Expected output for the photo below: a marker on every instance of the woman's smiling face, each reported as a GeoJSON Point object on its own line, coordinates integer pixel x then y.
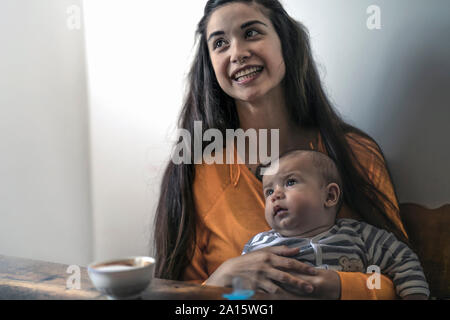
{"type": "Point", "coordinates": [245, 51]}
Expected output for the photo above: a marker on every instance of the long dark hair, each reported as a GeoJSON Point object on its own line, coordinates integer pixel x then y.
{"type": "Point", "coordinates": [308, 105]}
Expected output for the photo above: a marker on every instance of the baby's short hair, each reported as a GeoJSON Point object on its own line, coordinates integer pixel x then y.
{"type": "Point", "coordinates": [324, 165]}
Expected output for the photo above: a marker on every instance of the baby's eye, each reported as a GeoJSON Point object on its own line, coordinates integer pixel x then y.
{"type": "Point", "coordinates": [269, 192]}
{"type": "Point", "coordinates": [290, 182]}
{"type": "Point", "coordinates": [251, 33]}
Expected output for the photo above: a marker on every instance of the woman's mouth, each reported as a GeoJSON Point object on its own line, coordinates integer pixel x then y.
{"type": "Point", "coordinates": [247, 75]}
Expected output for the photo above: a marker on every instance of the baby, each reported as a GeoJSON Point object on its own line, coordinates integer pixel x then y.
{"type": "Point", "coordinates": [302, 199]}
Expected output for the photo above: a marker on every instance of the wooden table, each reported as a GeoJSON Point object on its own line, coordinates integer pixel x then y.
{"type": "Point", "coordinates": [27, 279]}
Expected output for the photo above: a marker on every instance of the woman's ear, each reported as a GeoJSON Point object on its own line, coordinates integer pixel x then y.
{"type": "Point", "coordinates": [333, 193]}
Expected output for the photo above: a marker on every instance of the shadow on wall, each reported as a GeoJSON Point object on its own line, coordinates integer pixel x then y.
{"type": "Point", "coordinates": [414, 94]}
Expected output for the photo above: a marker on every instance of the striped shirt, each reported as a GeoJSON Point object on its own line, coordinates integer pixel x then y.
{"type": "Point", "coordinates": [354, 246]}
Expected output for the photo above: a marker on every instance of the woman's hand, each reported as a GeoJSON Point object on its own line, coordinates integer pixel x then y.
{"type": "Point", "coordinates": [269, 270]}
{"type": "Point", "coordinates": [326, 283]}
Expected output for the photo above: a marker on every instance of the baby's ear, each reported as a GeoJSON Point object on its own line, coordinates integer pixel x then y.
{"type": "Point", "coordinates": [333, 192]}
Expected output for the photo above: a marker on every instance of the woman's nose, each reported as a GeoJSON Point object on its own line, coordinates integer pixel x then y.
{"type": "Point", "coordinates": [240, 52]}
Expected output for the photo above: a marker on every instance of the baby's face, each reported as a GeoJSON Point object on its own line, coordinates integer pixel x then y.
{"type": "Point", "coordinates": [295, 197]}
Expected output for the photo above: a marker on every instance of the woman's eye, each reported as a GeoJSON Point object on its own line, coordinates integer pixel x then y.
{"type": "Point", "coordinates": [291, 182]}
{"type": "Point", "coordinates": [219, 43]}
{"type": "Point", "coordinates": [251, 33]}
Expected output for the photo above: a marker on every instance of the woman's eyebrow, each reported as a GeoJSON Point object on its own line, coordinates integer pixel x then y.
{"type": "Point", "coordinates": [243, 26]}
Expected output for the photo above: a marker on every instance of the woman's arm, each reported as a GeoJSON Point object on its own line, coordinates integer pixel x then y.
{"type": "Point", "coordinates": [267, 269]}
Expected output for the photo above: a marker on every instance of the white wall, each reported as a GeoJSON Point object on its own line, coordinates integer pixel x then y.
{"type": "Point", "coordinates": [44, 170]}
{"type": "Point", "coordinates": [137, 56]}
{"type": "Point", "coordinates": [393, 83]}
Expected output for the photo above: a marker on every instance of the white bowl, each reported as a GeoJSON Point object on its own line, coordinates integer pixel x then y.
{"type": "Point", "coordinates": [123, 278]}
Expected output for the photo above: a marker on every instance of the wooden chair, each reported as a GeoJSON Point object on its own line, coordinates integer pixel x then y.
{"type": "Point", "coordinates": [429, 234]}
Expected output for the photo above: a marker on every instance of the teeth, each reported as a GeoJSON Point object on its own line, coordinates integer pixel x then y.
{"type": "Point", "coordinates": [247, 72]}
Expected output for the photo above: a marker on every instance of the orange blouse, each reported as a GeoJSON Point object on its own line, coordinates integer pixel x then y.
{"type": "Point", "coordinates": [230, 210]}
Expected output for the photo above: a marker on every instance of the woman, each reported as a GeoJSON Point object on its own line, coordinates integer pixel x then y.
{"type": "Point", "coordinates": [254, 69]}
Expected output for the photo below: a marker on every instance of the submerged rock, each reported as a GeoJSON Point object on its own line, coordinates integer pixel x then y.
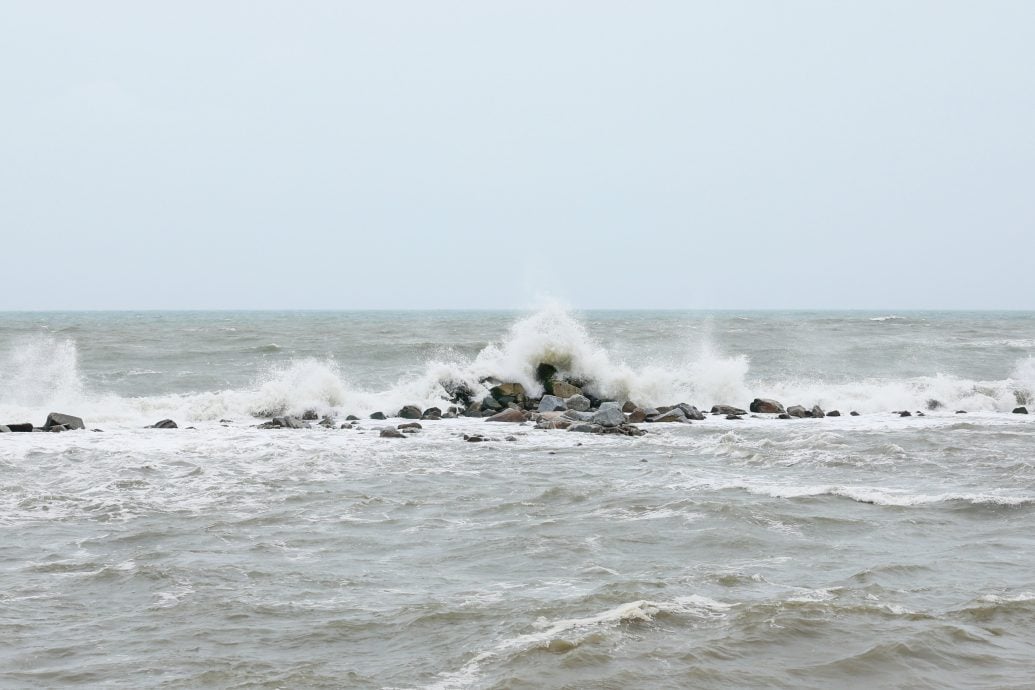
{"type": "Point", "coordinates": [552, 403]}
{"type": "Point", "coordinates": [609, 415]}
{"type": "Point", "coordinates": [578, 402]}
{"type": "Point", "coordinates": [766, 407]}
{"type": "Point", "coordinates": [510, 415]}
{"type": "Point", "coordinates": [68, 421]}
{"type": "Point", "coordinates": [410, 412]}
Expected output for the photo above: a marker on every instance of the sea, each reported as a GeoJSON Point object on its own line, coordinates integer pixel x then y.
{"type": "Point", "coordinates": [873, 550]}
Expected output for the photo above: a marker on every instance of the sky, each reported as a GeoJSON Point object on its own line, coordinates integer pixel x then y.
{"type": "Point", "coordinates": [345, 155]}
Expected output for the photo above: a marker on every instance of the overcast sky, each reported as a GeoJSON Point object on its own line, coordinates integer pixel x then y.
{"type": "Point", "coordinates": [485, 154]}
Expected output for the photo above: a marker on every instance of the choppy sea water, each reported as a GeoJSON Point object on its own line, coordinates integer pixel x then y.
{"type": "Point", "coordinates": [854, 551]}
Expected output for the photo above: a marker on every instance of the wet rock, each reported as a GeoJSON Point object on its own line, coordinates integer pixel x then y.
{"type": "Point", "coordinates": [409, 412]}
{"type": "Point", "coordinates": [578, 416]}
{"type": "Point", "coordinates": [562, 389]}
{"type": "Point", "coordinates": [552, 403]}
{"type": "Point", "coordinates": [578, 402]}
{"type": "Point", "coordinates": [690, 412]}
{"type": "Point", "coordinates": [673, 415]}
{"type": "Point", "coordinates": [506, 393]}
{"type": "Point", "coordinates": [766, 406]}
{"type": "Point", "coordinates": [67, 421]}
{"type": "Point", "coordinates": [285, 423]}
{"type": "Point", "coordinates": [609, 415]}
{"type": "Point", "coordinates": [511, 416]}
{"type": "Point", "coordinates": [554, 423]}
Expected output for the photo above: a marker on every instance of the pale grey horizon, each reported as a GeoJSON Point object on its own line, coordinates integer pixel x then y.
{"type": "Point", "coordinates": [670, 155]}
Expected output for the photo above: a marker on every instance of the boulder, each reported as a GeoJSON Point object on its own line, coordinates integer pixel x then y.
{"type": "Point", "coordinates": [690, 412]}
{"type": "Point", "coordinates": [609, 415]}
{"type": "Point", "coordinates": [410, 412]}
{"type": "Point", "coordinates": [579, 416]}
{"type": "Point", "coordinates": [578, 402]}
{"type": "Point", "coordinates": [544, 372]}
{"type": "Point", "coordinates": [64, 420]}
{"type": "Point", "coordinates": [562, 389]}
{"type": "Point", "coordinates": [512, 416]}
{"type": "Point", "coordinates": [505, 393]}
{"type": "Point", "coordinates": [674, 415]}
{"type": "Point", "coordinates": [552, 403]}
{"type": "Point", "coordinates": [766, 406]}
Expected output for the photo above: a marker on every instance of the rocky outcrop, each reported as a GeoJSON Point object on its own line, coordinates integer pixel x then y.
{"type": "Point", "coordinates": [764, 406]}
{"type": "Point", "coordinates": [509, 415]}
{"type": "Point", "coordinates": [67, 421]}
{"type": "Point", "coordinates": [552, 403]}
{"type": "Point", "coordinates": [410, 412]}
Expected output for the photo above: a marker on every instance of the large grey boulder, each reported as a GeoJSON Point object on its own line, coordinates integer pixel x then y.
{"type": "Point", "coordinates": [609, 415]}
{"type": "Point", "coordinates": [562, 389]}
{"type": "Point", "coordinates": [67, 421]}
{"type": "Point", "coordinates": [509, 415]}
{"type": "Point", "coordinates": [766, 406]}
{"type": "Point", "coordinates": [552, 403]}
{"type": "Point", "coordinates": [410, 412]}
{"type": "Point", "coordinates": [579, 402]}
{"type": "Point", "coordinates": [690, 412]}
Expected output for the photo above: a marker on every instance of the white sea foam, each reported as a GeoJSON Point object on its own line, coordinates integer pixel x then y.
{"type": "Point", "coordinates": [41, 373]}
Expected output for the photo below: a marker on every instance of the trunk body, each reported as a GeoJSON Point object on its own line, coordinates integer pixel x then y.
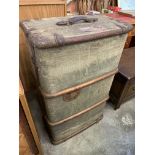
{"type": "Point", "coordinates": [75, 67]}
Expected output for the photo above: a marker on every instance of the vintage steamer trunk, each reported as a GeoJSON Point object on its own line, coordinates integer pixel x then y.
{"type": "Point", "coordinates": [75, 60]}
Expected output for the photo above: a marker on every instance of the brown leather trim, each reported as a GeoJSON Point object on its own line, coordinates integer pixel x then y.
{"type": "Point", "coordinates": [69, 90]}
{"type": "Point", "coordinates": [78, 114]}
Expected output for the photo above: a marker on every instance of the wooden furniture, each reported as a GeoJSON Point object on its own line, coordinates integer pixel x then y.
{"type": "Point", "coordinates": [75, 65]}
{"type": "Point", "coordinates": [30, 9]}
{"type": "Point", "coordinates": [26, 121]}
{"type": "Point", "coordinates": [126, 18]}
{"type": "Point", "coordinates": [123, 86]}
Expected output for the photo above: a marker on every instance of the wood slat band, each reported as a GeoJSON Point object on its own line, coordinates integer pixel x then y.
{"type": "Point", "coordinates": [69, 90]}
{"type": "Point", "coordinates": [76, 115]}
{"type": "Point", "coordinates": [41, 2]}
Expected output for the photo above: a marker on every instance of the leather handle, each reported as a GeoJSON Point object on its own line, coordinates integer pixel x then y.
{"type": "Point", "coordinates": [76, 19]}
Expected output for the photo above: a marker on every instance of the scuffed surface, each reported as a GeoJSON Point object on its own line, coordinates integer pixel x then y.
{"type": "Point", "coordinates": [113, 135]}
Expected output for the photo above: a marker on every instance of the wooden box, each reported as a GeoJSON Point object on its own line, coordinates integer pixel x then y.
{"type": "Point", "coordinates": [34, 9]}
{"type": "Point", "coordinates": [123, 86]}
{"type": "Point", "coordinates": [75, 59]}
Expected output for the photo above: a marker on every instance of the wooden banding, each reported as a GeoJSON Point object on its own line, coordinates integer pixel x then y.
{"type": "Point", "coordinates": [43, 2]}
{"type": "Point", "coordinates": [77, 114]}
{"type": "Point", "coordinates": [75, 88]}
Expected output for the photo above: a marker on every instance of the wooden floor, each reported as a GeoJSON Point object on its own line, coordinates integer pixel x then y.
{"type": "Point", "coordinates": [23, 146]}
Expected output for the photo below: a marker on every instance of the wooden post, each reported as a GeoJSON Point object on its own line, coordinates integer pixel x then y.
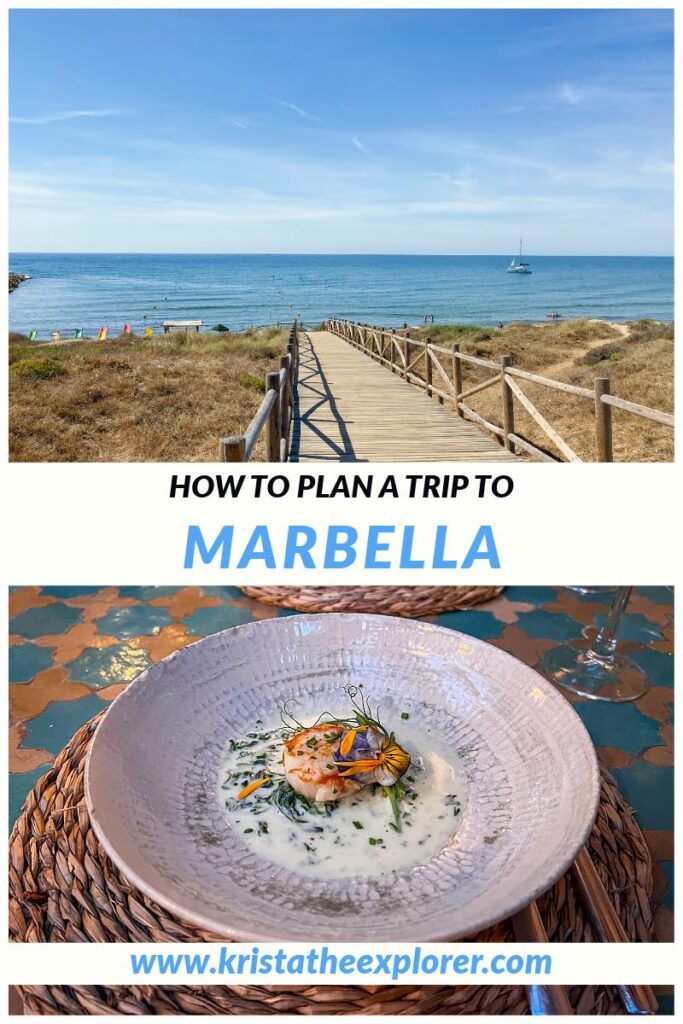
{"type": "Point", "coordinates": [232, 450]}
{"type": "Point", "coordinates": [457, 377]}
{"type": "Point", "coordinates": [603, 421]}
{"type": "Point", "coordinates": [285, 402]}
{"type": "Point", "coordinates": [508, 407]}
{"type": "Point", "coordinates": [272, 425]}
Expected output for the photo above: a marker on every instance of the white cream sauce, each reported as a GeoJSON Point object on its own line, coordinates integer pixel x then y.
{"type": "Point", "coordinates": [357, 835]}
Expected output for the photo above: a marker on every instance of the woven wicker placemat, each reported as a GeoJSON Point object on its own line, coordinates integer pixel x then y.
{"type": "Point", "coordinates": [407, 601]}
{"type": "Point", "coordinates": [62, 888]}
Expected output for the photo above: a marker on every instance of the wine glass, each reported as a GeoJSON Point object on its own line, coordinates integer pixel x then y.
{"type": "Point", "coordinates": [595, 668]}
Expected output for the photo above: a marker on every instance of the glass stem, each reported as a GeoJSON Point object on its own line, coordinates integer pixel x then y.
{"type": "Point", "coordinates": [604, 644]}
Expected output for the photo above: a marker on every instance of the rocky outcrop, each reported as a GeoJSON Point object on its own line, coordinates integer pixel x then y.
{"type": "Point", "coordinates": [16, 279]}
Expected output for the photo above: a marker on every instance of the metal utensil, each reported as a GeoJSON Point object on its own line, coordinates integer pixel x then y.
{"type": "Point", "coordinates": [636, 998]}
{"type": "Point", "coordinates": [543, 999]}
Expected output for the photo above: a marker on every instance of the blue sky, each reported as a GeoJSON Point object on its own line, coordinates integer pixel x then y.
{"type": "Point", "coordinates": [441, 131]}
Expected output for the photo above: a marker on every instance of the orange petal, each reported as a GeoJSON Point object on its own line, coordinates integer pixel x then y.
{"type": "Point", "coordinates": [248, 790]}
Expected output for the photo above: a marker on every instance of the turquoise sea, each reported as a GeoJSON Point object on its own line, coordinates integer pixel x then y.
{"type": "Point", "coordinates": [89, 291]}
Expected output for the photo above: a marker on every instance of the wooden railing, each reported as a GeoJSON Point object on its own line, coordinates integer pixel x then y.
{"type": "Point", "coordinates": [273, 415]}
{"type": "Point", "coordinates": [442, 373]}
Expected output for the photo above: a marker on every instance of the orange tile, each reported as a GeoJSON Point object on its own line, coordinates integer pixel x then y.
{"type": "Point", "coordinates": [22, 759]}
{"type": "Point", "coordinates": [29, 699]}
{"type": "Point", "coordinates": [169, 639]}
{"type": "Point", "coordinates": [69, 645]}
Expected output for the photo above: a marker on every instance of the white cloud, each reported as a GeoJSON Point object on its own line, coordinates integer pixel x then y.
{"type": "Point", "coordinates": [298, 110]}
{"type": "Point", "coordinates": [47, 119]}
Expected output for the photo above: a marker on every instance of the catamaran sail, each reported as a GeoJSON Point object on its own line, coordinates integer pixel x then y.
{"type": "Point", "coordinates": [521, 266]}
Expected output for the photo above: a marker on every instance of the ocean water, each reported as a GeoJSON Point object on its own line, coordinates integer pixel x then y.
{"type": "Point", "coordinates": [69, 291]}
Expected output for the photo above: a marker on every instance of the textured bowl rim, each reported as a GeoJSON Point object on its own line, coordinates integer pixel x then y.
{"type": "Point", "coordinates": [223, 930]}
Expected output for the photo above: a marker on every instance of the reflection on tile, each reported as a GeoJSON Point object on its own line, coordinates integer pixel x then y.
{"type": "Point", "coordinates": [76, 648]}
{"type": "Point", "coordinates": [141, 620]}
{"type": "Point", "coordinates": [121, 663]}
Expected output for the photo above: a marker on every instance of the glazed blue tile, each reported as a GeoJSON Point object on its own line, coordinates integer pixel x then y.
{"type": "Point", "coordinates": [20, 784]}
{"type": "Point", "coordinates": [63, 592]}
{"type": "Point", "coordinates": [26, 659]}
{"type": "Point", "coordinates": [147, 593]}
{"type": "Point", "coordinates": [203, 622]}
{"type": "Point", "coordinates": [44, 622]}
{"type": "Point", "coordinates": [107, 666]}
{"type": "Point", "coordinates": [531, 595]}
{"type": "Point", "coordinates": [657, 595]}
{"type": "Point", "coordinates": [657, 666]}
{"type": "Point", "coordinates": [635, 628]}
{"type": "Point", "coordinates": [138, 621]}
{"type": "Point", "coordinates": [475, 624]}
{"type": "Point", "coordinates": [51, 730]}
{"type": "Point", "coordinates": [649, 788]}
{"type": "Point", "coordinates": [599, 598]}
{"type": "Point", "coordinates": [621, 725]}
{"type": "Point", "coordinates": [549, 625]}
{"type": "Point", "coordinates": [224, 593]}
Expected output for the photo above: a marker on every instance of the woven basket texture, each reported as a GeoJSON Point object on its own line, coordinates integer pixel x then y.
{"type": "Point", "coordinates": [62, 888]}
{"type": "Point", "coordinates": [406, 601]}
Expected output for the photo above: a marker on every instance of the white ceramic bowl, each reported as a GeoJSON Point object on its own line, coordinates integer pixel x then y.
{"type": "Point", "coordinates": [530, 766]}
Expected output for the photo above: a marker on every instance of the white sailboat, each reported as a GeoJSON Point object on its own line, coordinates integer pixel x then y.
{"type": "Point", "coordinates": [519, 266]}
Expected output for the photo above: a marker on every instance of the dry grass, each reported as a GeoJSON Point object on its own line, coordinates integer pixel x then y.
{"type": "Point", "coordinates": [637, 357]}
{"type": "Point", "coordinates": [131, 399]}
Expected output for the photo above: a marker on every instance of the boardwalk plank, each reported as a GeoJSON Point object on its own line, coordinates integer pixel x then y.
{"type": "Point", "coordinates": [351, 409]}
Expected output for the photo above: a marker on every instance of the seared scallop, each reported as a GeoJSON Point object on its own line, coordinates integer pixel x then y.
{"type": "Point", "coordinates": [309, 764]}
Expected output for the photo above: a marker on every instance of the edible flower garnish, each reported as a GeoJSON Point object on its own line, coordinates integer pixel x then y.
{"type": "Point", "coordinates": [316, 760]}
{"type": "Point", "coordinates": [371, 756]}
{"type": "Point", "coordinates": [248, 790]}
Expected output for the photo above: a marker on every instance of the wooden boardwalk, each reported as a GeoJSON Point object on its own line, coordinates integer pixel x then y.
{"type": "Point", "coordinates": [351, 409]}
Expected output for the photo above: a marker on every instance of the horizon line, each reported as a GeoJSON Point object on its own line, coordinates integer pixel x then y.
{"type": "Point", "coordinates": [121, 252]}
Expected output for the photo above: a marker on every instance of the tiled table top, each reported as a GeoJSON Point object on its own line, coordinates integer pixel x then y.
{"type": "Point", "coordinates": [73, 649]}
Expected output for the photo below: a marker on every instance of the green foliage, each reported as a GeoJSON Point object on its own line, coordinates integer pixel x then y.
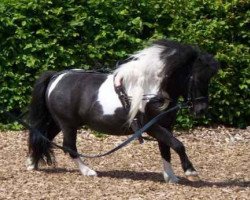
{"type": "Point", "coordinates": [40, 35]}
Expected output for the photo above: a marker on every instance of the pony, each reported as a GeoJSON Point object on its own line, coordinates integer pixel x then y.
{"type": "Point", "coordinates": [154, 79]}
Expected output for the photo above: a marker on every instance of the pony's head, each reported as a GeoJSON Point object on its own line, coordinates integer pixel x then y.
{"type": "Point", "coordinates": [203, 69]}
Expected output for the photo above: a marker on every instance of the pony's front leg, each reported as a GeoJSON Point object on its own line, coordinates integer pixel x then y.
{"type": "Point", "coordinates": [69, 142]}
{"type": "Point", "coordinates": [165, 137]}
{"type": "Point", "coordinates": [168, 172]}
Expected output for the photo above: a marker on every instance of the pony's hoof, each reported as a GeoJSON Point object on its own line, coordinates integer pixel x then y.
{"type": "Point", "coordinates": [192, 175]}
{"type": "Point", "coordinates": [170, 179]}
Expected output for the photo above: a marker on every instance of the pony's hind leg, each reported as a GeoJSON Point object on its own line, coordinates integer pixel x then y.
{"type": "Point", "coordinates": [69, 142]}
{"type": "Point", "coordinates": [168, 139]}
{"type": "Point", "coordinates": [168, 172]}
{"type": "Point", "coordinates": [52, 131]}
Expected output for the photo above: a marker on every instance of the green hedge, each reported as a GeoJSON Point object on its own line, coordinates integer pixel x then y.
{"type": "Point", "coordinates": [40, 35]}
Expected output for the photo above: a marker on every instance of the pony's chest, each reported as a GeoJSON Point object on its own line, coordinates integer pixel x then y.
{"type": "Point", "coordinates": [107, 97]}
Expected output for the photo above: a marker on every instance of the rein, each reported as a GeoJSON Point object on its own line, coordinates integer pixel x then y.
{"type": "Point", "coordinates": [136, 135]}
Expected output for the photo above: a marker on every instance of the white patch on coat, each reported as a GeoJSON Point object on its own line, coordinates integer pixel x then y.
{"type": "Point", "coordinates": [142, 75]}
{"type": "Point", "coordinates": [107, 97]}
{"type": "Point", "coordinates": [54, 83]}
{"type": "Point", "coordinates": [168, 173]}
{"type": "Point", "coordinates": [85, 170]}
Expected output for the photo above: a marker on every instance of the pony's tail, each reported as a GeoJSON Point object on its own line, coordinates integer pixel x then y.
{"type": "Point", "coordinates": [40, 120]}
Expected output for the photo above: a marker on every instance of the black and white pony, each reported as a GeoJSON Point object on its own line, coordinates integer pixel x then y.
{"type": "Point", "coordinates": [64, 101]}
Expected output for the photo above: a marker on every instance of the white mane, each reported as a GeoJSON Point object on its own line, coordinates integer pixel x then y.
{"type": "Point", "coordinates": [142, 75]}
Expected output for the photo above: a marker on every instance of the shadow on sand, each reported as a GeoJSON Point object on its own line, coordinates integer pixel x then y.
{"type": "Point", "coordinates": [155, 177]}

■ WORK TO BE COMPLETED ■
Exactly and only the lines from the line containing "green hedge, each" through the last line of the entries should be copied, both ends included.

■ SOLUTION FOR THIS TASK ■
Expected output for the photo above: a marker on every instance of the green hedge, each reported as a GeoJSON Point object on its own line, coordinates integer pixel x then y.
{"type": "Point", "coordinates": [40, 35]}
Expected output for the photo above: a marker on every instance of the pony's chest, each reported as a GeoJSON Point object on its own line, coordinates integer pixel x then y.
{"type": "Point", "coordinates": [107, 97]}
Expected output for the photo above: a marker on every instance of the rein, each reported as a GeoJSON Point object on its own line, coordinates integer pixel x then y.
{"type": "Point", "coordinates": [136, 135]}
Expected output for the photo above: a marker on every instance of the white patch on coat, each reported as a GeoJSON Point object on its own line, coordinates integer pixel x then y.
{"type": "Point", "coordinates": [142, 75]}
{"type": "Point", "coordinates": [107, 97]}
{"type": "Point", "coordinates": [54, 83]}
{"type": "Point", "coordinates": [168, 173]}
{"type": "Point", "coordinates": [85, 170]}
Expected output for the photo above: a marker on every instance of the pony's tail, each reported as a GeoJSON Point object on its own line, coordinates integer pixel x then y.
{"type": "Point", "coordinates": [40, 120]}
Expected output for the photo above: a marker on every instance of the black and white pony, each reported as a GeoJSON Point object on its own line, coordinates integer pixel x then y.
{"type": "Point", "coordinates": [64, 101]}
Expected output for the photo above: a marker on every instance of the white mane, each reported as a GeoJSON Point object on its own line, coordinates integer pixel x then y.
{"type": "Point", "coordinates": [142, 75]}
Expected output for the photo above: a marker on every instance of the shadow on sand, each reported as a GeoJSON Point object on its own line, coordinates integer pixel x then y.
{"type": "Point", "coordinates": [155, 177]}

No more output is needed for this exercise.